Records provided:
◇ ◇ ◇ ◇ ◇ ◇ ◇

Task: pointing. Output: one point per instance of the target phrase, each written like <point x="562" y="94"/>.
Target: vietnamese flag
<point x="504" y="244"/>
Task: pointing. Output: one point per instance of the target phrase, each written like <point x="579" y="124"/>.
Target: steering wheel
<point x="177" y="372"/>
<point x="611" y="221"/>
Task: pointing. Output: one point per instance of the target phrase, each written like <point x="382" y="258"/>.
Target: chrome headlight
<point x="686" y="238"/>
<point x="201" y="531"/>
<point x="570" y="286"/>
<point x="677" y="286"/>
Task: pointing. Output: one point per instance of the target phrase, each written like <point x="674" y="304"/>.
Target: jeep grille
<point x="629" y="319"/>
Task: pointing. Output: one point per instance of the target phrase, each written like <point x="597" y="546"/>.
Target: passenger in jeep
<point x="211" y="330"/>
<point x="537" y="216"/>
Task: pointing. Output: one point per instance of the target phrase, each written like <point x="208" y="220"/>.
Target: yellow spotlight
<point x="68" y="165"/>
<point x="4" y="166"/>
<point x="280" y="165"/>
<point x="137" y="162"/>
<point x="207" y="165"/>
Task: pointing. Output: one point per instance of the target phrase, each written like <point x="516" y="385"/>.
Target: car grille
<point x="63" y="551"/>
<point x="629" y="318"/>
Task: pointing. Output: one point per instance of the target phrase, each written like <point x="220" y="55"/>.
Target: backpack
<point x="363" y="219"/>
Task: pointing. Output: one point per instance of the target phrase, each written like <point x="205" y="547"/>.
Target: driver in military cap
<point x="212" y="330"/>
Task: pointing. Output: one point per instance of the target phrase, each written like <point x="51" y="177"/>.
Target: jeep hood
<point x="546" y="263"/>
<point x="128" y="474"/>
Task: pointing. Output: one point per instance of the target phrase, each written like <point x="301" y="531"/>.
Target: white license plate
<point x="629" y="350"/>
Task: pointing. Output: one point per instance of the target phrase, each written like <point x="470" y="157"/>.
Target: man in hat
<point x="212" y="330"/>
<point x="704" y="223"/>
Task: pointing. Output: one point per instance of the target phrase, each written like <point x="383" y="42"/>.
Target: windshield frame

◇ ◇ ◇ ◇ ◇ ◇ ◇

Instructions to follow: Please return the data above exactly as given.

Solution for this problem:
Task: pointing. Output: one point per instance of the target phrase, each written like <point x="562" y="94"/>.
Target: vietnamese flag
<point x="504" y="244"/>
Task: pointing. Output: one point per instance of the target phrase, each written like <point x="579" y="124"/>.
Target: steering wheel
<point x="177" y="372"/>
<point x="611" y="221"/>
Task: pointing. Output: one point per instance of the target phrase, each written like <point x="382" y="258"/>.
Target: chrome headlight
<point x="686" y="238"/>
<point x="201" y="531"/>
<point x="570" y="286"/>
<point x="677" y="286"/>
Task: pointing. Output: one point per instance of the target phrase, each written like <point x="674" y="304"/>.
Target: jeep grille
<point x="629" y="319"/>
Task: pointing. Output: one point per instance of the target phrase, each written like <point x="597" y="546"/>.
Target: passenger in jeep
<point x="211" y="330"/>
<point x="537" y="216"/>
Task: pointing. Output: one point per instance of the target phrase, each written like <point x="208" y="220"/>.
Target: yellow spotlight
<point x="68" y="165"/>
<point x="4" y="166"/>
<point x="280" y="165"/>
<point x="137" y="162"/>
<point x="207" y="165"/>
Task: pointing. Output: one point per instance of the target phrase, each written like <point x="516" y="385"/>.
Target: car grille
<point x="63" y="551"/>
<point x="629" y="318"/>
Task: pointing. Output: one point per instance of the target phrase, each written like <point x="220" y="55"/>.
Target: backpack
<point x="363" y="219"/>
Task: pointing. Output: one point per instance of the target phrase, each written like <point x="205" y="547"/>.
Target: driver in military cap
<point x="212" y="330"/>
Task: pointing. Output: one point per instance of the target phrase, each written like <point x="51" y="177"/>.
Target: jeep hood
<point x="546" y="263"/>
<point x="128" y="474"/>
Task: pointing. Output: one point per instance of the target phrase, each written like <point x="301" y="531"/>.
Target: white license plate
<point x="629" y="350"/>
Task: pointing. Output: one point per instance of the target phrase, each written like <point x="470" y="157"/>.
Target: man in hat
<point x="212" y="330"/>
<point x="704" y="223"/>
Task: pointing. Output: one point per instance of the target phrase, each written like <point x="383" y="42"/>.
Target: windshield frame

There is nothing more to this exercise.